Raisons de la décision
Le Motif fondé sur le droit à l’enregistrement
[16] À l’égard de ce motif, Norkol invoque l’article 16(1)a) de la Loi qui prévoit ce qui suit :
16(1) Tout requérant qui a produit une demande […] en vue de l’enregistrement d’une marque de commerce enregistrable a droit […] d’obtenir cet enregistrement […] à moins que, à la date de production de la demande ou à la date à laquelle la marque a été employée pour la première fois au Canada, la première éventualité étant à retenir, la marque n’ait créé de la confusion :
a) soit avec une marque de commerce antérieurement employée […] au Canada par une autre personne […]
[17] Norkol affirme que la Marque crée de la confusion avec sa marque de commerce CONEHEAD, laquelle a été employée au Canada en liaison avec les produits suivants, avant la production de la demande ou le premier emploi de la Marque [déclaration d’opposition, aux para 6 et 7] :
[traduction]
Filtres; articles pour fumeurs, nommément filtres pour les produits de chanvre et de tabac pour fumer rouler manuellement; filtres faits de bambou; embouchures pour fumeur pour les produits roulés manuellement; filtres préformés pour les produits de chanvre fumables.
[18] Conformément à l’article 16 de la Loi, pour satisfaire à son fardeau de preuve initial concernant ce motif, Norkol doit établir qu’il a employé sa marque de commerce CONEHEAD au Canada soit avant que BC Ltd (ou son prédécesseur) ait employé sa Marque, soit avant la date de production de la demande, la première de ces dates. Si Norkol s’acquitte de son fardeau initial, alors BC Ltd doit démontrer, selon la prépondérance des probabilités, que la Marque ne crée pas de confusion avec la marque de commerce CONEHEAD de Norkol.
Premier emploi de la Marque
[19] Norkol affirme que la date pertinente pour déterminer si elle s’est acquittée de son fardeau initial doit être la date de production de la demande, plutôt que la date de premier emploi de la Marque, le cas échéant [observations écrites de Norkol, au para 44]. Sinon, Norkol affirme que la date la plus antérieure possible de premier emploi de la Marque est le 11 avril 2019, la date de la facture la plus antérieure de BC Ltd démontrant la vente de ses produits.
[20] BC Ltd affirme que son emploi de la Marque a commencé en 2018, lorsqu’elle a employé pour la première fois CONEHEAD dans des courriels envoyés aux clients potentiels et sur une liste de produits [observations écrites de BC Ltd, aux para 28a) et b), citant l’Affidavit Li, au para 5 et aux Pièces A et B]. BC Ltd affirme que son emploi de CONEHEADS constitue l’emploi de la Marque, puisque CONEHEADS maintient les caractéristiques dominantes de la Marque, la prononciation de CONEHEADS et de la Marque est la même et la présentation et l’orthographe de CONEHEADS et de la Marque sont essentiellement les mêmes [observations écrites de BC Ltd, au para 31].

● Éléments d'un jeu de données
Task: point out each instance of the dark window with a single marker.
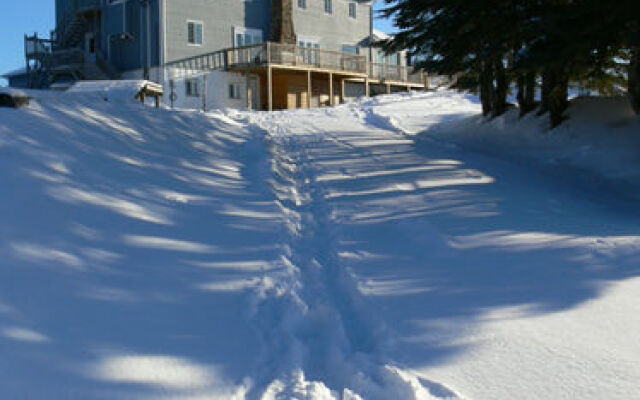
(193, 87)
(328, 6)
(352, 10)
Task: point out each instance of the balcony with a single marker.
(283, 55)
(294, 57)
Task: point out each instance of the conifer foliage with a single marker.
(491, 44)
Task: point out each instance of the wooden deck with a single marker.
(292, 75)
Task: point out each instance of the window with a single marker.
(351, 49)
(234, 91)
(247, 36)
(194, 33)
(193, 87)
(352, 10)
(328, 6)
(309, 45)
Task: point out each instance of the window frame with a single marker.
(195, 23)
(235, 92)
(353, 10)
(328, 7)
(190, 84)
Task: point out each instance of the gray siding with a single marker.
(219, 18)
(333, 30)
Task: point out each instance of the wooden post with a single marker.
(309, 89)
(270, 87)
(331, 97)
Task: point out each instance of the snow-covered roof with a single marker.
(381, 35)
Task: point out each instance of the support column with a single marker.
(270, 87)
(204, 93)
(309, 89)
(331, 97)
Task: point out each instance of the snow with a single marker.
(392, 248)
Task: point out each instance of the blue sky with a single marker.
(18, 18)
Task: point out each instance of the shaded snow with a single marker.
(312, 254)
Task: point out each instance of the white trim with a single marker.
(195, 22)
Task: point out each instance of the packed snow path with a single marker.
(316, 254)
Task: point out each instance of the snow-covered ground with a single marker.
(313, 254)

● TÂCHE ÉCRITE 1
Réécrivez le passage de l'extrait fourni allant de « [20] BC Ltd » jusqu'à « au para 31]. » inclus, en remplaçant « courriels » par « messages électroniques ».
● TÂCHE ÉCRITE 2
Répondez à ces questions d'après l'extrait fourni.
(a) Quel article de la Loi est invoqué par Norkol à l'égard du motif fondé sur le droit à l'enregistrement ?
(b) Selon Norkol, quelle est la date la plus antérieure possible de premier emploi de la Marque ?
(c) En quelle année BC Ltd affirme-t-elle avoir commencé à employer la Marque ?
● TÂCHE ÉCRITE 3
Indiquez si chacune de ces affirmations concorde avec l'extrait fourni, en citant les mots qui en décident.
(a) La marque de commerce de Norkol est CONEHEAD.
(b) BC Ltd doit démontrer l'absence de confusion hors de tout doute raisonnable.
(c) La facture la plus antérieure de BC Ltd date de 2018.

● SOLUTION PROPOSÉE 1
[20] BC Ltd affirme que son emploi de la Marque a commencé en 2018, lorsqu’elle a employé pour la première fois CONEHEAD dans des messages électroniques envoyés aux clients potentiels et sur une liste de produits [observations écrites de BC Ltd, aux para 28a) et b), citant l’Affidavit Li, au para 5 et aux Pièces A et B]. BC Ltd affirme que son emploi de CONEHEADS constitue l’emploi de la Marque, puisque CONEHEADS maintient les caractéristiques dominantes de la Marque, la prononciation de CONEHEADS et de la Marque est la même et la présentation et l’orthographe de CONEHEADS et de la Marque sont essentiellement les mêmes [observations écrites de BC Ltd, au para 31].

● SOLUTION PROPOSÉE 2
(a) L'article 16(1)a) de la Loi.
(b) Le 11 avril 2019.
(c) En 2018.

● SOLUTION PROPOSÉE 3
(a) Oui : « sa marque de commerce CONEHEAD ».
(b) Non : « selon la prépondérance des probabilités ».
(c) Non : « le 11 avril 2019, la date de la facture la plus antérieure de BC Ltd ».